## What you will do:
The answer must consist of every record below, transcribed exactly.

(Region pointing data)

========================================================================

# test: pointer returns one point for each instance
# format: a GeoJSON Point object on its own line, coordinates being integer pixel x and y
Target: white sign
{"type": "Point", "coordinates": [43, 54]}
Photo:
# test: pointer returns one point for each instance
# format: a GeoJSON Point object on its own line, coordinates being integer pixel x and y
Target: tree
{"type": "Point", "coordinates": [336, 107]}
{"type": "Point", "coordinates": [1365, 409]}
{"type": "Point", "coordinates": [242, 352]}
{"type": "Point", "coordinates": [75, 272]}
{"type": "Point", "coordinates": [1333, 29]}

========================================================================

## Solution to this task:
# test: pointer returns one point for each instance
# format: a GeoJSON Point object on its own line, coordinates being integer pixel x and y
Target: white sign
{"type": "Point", "coordinates": [43, 54]}
Photo:
# test: pointer returns one point for each instance
# format: a GeoJSON Point object on its own line, coordinates being integer pixel x and y
Target: tree
{"type": "Point", "coordinates": [336, 107]}
{"type": "Point", "coordinates": [1365, 409]}
{"type": "Point", "coordinates": [242, 352]}
{"type": "Point", "coordinates": [75, 272]}
{"type": "Point", "coordinates": [1333, 29]}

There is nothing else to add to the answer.